Start of PROVIDED DATA

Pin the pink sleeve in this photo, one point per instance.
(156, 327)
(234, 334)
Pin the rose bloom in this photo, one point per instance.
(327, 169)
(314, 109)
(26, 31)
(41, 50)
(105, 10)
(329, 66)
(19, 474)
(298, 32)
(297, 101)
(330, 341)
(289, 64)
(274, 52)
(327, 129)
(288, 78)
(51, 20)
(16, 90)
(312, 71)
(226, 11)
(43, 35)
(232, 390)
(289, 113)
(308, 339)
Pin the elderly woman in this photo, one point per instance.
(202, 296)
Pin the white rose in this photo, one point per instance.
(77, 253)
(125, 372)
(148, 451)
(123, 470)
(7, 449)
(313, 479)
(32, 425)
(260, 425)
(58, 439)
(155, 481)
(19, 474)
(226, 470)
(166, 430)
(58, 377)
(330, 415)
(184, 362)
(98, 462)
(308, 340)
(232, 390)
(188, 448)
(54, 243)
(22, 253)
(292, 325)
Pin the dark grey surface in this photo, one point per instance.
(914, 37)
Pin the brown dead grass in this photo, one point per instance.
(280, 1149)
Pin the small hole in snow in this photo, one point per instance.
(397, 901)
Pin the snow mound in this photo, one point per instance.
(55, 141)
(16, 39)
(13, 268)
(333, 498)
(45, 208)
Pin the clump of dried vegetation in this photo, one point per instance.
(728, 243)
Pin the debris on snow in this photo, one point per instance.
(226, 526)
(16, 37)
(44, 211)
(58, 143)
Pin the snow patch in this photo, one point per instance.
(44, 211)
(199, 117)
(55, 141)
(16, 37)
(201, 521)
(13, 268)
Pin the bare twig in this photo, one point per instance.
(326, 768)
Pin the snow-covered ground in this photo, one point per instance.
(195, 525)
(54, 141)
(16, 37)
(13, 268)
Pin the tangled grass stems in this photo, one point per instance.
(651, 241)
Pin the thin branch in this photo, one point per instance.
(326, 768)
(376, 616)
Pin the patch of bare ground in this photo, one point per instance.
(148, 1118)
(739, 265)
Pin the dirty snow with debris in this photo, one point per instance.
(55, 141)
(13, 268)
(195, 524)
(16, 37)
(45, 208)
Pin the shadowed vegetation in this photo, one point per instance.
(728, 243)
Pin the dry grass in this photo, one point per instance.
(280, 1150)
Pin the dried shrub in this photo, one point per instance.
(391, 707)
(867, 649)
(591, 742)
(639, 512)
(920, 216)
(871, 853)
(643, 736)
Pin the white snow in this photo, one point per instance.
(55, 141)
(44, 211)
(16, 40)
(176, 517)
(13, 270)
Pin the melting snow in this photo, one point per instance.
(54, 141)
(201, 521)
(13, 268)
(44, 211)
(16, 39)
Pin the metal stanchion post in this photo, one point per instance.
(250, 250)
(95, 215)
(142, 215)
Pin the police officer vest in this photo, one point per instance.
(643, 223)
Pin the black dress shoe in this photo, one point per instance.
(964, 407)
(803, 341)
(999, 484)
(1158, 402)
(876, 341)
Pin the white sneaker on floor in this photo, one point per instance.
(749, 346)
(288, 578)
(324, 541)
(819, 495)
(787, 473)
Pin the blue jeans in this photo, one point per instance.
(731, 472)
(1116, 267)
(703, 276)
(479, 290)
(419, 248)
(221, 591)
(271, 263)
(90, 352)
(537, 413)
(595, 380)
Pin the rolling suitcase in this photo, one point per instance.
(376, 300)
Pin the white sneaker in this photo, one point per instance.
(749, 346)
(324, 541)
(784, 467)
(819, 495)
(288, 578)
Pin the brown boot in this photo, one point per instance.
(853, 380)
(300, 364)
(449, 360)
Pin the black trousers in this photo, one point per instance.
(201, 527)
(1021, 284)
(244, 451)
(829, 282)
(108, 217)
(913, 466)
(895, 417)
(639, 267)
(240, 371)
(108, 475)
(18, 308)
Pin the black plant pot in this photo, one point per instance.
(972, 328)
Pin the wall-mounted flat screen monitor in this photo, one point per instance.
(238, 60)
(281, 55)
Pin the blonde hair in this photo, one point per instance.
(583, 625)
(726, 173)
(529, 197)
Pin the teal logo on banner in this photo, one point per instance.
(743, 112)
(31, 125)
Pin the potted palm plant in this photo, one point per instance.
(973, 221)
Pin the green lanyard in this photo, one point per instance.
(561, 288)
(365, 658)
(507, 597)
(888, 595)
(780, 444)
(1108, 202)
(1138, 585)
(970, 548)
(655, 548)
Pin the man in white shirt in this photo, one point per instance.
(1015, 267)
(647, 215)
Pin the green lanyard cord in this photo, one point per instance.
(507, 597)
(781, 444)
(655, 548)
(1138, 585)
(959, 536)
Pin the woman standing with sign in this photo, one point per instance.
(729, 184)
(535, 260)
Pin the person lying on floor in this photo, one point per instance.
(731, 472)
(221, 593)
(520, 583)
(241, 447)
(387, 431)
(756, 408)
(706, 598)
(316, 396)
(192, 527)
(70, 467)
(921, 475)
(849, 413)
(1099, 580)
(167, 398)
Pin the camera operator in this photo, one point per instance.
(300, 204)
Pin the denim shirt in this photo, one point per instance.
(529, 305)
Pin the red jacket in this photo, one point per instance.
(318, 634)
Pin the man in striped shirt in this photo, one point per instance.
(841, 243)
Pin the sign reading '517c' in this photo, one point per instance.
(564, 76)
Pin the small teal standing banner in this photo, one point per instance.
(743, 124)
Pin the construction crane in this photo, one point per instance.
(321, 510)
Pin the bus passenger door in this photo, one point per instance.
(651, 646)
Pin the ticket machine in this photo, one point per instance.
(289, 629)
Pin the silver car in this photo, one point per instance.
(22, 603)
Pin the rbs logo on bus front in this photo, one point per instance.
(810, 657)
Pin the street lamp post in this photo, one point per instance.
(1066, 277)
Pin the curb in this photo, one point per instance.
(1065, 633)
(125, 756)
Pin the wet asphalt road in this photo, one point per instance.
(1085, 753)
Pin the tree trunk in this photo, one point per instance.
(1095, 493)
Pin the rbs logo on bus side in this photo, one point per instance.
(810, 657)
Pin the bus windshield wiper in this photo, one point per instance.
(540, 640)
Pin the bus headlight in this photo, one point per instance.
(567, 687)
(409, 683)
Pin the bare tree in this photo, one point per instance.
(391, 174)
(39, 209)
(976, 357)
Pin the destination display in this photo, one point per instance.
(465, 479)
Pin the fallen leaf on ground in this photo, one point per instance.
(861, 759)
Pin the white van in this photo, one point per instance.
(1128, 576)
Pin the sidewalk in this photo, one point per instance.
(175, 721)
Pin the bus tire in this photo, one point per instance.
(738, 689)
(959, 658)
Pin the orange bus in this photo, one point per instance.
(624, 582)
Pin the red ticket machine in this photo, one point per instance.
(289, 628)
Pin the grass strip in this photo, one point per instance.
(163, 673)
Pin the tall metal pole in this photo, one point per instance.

End of PROVIDED DATA

TASK OBJECTIVE: Copy out every one of the items above word for word, from the first to the last.

COMPLETE RESPONSE:
Pin the pink sleeve in this photo, one point per instance.
(156, 327)
(234, 334)
Pin the rose bloom in this photo, one point per instance.
(327, 169)
(314, 109)
(26, 31)
(41, 50)
(105, 10)
(329, 66)
(19, 474)
(298, 32)
(297, 101)
(330, 341)
(289, 64)
(274, 52)
(327, 129)
(288, 78)
(51, 20)
(16, 90)
(312, 71)
(226, 11)
(43, 35)
(232, 390)
(289, 113)
(308, 339)
Pin the elderly woman in this photo, one point per instance.
(202, 296)
Pin the white rose in this photo, one point per instance.
(77, 253)
(125, 372)
(148, 451)
(123, 470)
(7, 449)
(313, 479)
(32, 425)
(260, 425)
(58, 439)
(155, 481)
(19, 474)
(226, 470)
(166, 430)
(58, 377)
(330, 415)
(184, 362)
(98, 462)
(308, 340)
(232, 390)
(188, 448)
(54, 243)
(22, 253)
(292, 325)
Pin the dark grey surface in this photo, one point per instance.
(914, 37)
Pin the brown dead grass in this photo, one point per instance.
(280, 1149)
Pin the small hole in snow in this photo, one point per instance.
(397, 901)
Pin the snow mound in this photo, one point per instance.
(55, 141)
(16, 39)
(13, 268)
(333, 498)
(45, 208)
Pin the clump of dried vegetation in this photo, one point per instance.
(728, 243)
Pin the debris on snow in this photo, one point per instance.
(226, 526)
(16, 37)
(44, 211)
(58, 143)
Pin the snow patch in this photo, one point per instance.
(44, 211)
(199, 117)
(55, 141)
(16, 37)
(201, 521)
(13, 268)
Pin the bare twig in this photo, one point per instance.
(326, 768)
Pin the snow-covered ground in this photo, one point per instance.
(195, 525)
(54, 141)
(16, 37)
(13, 268)
Pin the tangled grass stems in this photo, one point per instance.
(651, 241)
Pin the thin branch in this photo, one point per instance.
(326, 768)
(376, 616)
Pin the patch of bare ground in this photo, one point per instance.
(148, 1118)
(739, 265)
Pin the dirty snow with debris in this photo, one point per instance.
(55, 141)
(13, 268)
(195, 524)
(16, 37)
(45, 208)
Pin the shadowed vegetation in this photo, one point per instance.
(728, 243)
Pin the dry grass in this photo, one point per instance.
(280, 1150)
Pin the dried shrub in this photo, one point per instance.
(391, 707)
(867, 649)
(591, 742)
(639, 512)
(920, 216)
(871, 853)
(643, 736)
Pin the white snow in this photo, one point per instance.
(55, 141)
(44, 211)
(16, 40)
(176, 517)
(13, 270)
Pin the melting snow in this photo, one point per instance.
(54, 141)
(201, 521)
(13, 268)
(44, 211)
(16, 39)
Pin the metal stanchion post in this photo, one point per instance.
(250, 250)
(95, 215)
(142, 215)
Pin the police officer vest in this photo, one point per instance.
(643, 223)
Pin the black dress shoe in this photo, one point per instance.
(964, 407)
(803, 341)
(999, 484)
(1158, 402)
(876, 341)
Pin the white sneaker on floor in this photo, one point per instance.
(749, 346)
(288, 578)
(324, 541)
(819, 495)
(787, 473)
Pin the blue jeans in this photo, one point per instance.
(731, 472)
(1116, 267)
(703, 276)
(479, 290)
(419, 248)
(221, 591)
(271, 263)
(90, 352)
(537, 413)
(595, 380)
Pin the rolling suitcase in this photo, one point per instance.
(376, 300)
Pin the white sneaker in this photo, one point per instance.
(749, 346)
(324, 541)
(784, 467)
(819, 495)
(288, 578)
Pin the brown boot in this photo, one point per instance.
(853, 380)
(300, 364)
(449, 360)
Pin the black trousers in this photo, one point per instance.
(201, 527)
(1021, 284)
(244, 451)
(829, 282)
(108, 217)
(913, 466)
(895, 417)
(639, 267)
(240, 371)
(108, 475)
(18, 308)
Pin the black plant pot in this photo, one point per instance.
(972, 328)
Pin the wall-mounted flat screen monitor in this photo, one point per instance.
(238, 60)
(281, 55)
Pin the blonde hair in this photo, one point per instance.
(583, 625)
(726, 173)
(529, 197)
Pin the teal logo on banner in this photo, one point per instance.
(743, 112)
(31, 125)
Pin the potted palm plant in this photo, one point per instance.
(973, 221)
Pin the green lanyard in this photo, one point per instance.
(561, 288)
(365, 658)
(507, 597)
(888, 595)
(780, 444)
(1108, 202)
(1138, 585)
(970, 548)
(655, 548)
Pin the man in white shirt in this photo, one point per instance.
(1015, 267)
(647, 215)
Pin the green lanyard cord in this photo, one point per instance.
(507, 597)
(781, 444)
(655, 548)
(1138, 585)
(959, 536)
Pin the woman standing with sign in this photo, one point per instance.
(729, 184)
(535, 260)
Pin the person lying on floor in this photo, one point per instance.
(731, 472)
(221, 593)
(520, 583)
(241, 447)
(387, 431)
(756, 408)
(706, 598)
(316, 396)
(192, 527)
(70, 467)
(921, 475)
(849, 413)
(1099, 580)
(167, 398)
Pin the camera operator in this photo, one point per instance.
(300, 204)
Pin the denim shirt in this photo, one point per instance.
(529, 305)
Pin the red jacket in this photo, one point per instance.
(318, 634)
Pin the man in striped shirt in this photo, one point per instance.
(841, 243)
Pin the sign reading '517c' in this photo, one point per instance.
(564, 76)
Pin the small teal standing banner in this photo, one point per instance.
(743, 124)
Pin the construction crane in this photo, one point per instance.
(321, 510)
Pin the bus passenger door in this photo, one point per instance.
(651, 646)
Pin the ticket machine in this photo, one point per instance.
(289, 629)
Pin the silver car in this photo, one point per instance.
(22, 603)
Pin the rbs logo on bus front in this photo, one point per instance.
(810, 657)
Pin the street lamp post in this photo, one point per instance.
(1066, 277)
Pin the curb in this photo, one point per instance.
(1065, 633)
(125, 756)
Pin the wet asphalt road in this photo, one point per instance.
(1085, 753)
Pin the tree trunk in this photo, one point per instance.
(1095, 493)
Pin the rbs logo on bus side in this photo, one point per instance.
(810, 657)
Pin the bus windshield wiper in this photo, one point per instance.
(540, 640)
Pin the bus headlight in this photo, one point per instance.
(567, 687)
(409, 683)
Pin the bare tree in this photo, one point per instance.
(391, 174)
(39, 209)
(976, 357)
Pin the destination display in this photo, one point per instance.
(465, 479)
Pin the fallen leaf on ground in this photo, one point per instance.
(861, 759)
Pin the white van in this photo, one point per instance.
(1128, 576)
Pin the sidewalk in this photo, one point per instance.
(175, 721)
Pin the bus tire in this photo, one point per instance.
(738, 689)
(959, 658)
Pin the orange bus in this photo, one point per instance.
(624, 582)
Pin the red ticket machine in this photo, one point per instance.
(289, 628)
Pin the grass strip in this photo, one point per instance.
(163, 673)
Pin the tall metal pole in this photo, one point per instance.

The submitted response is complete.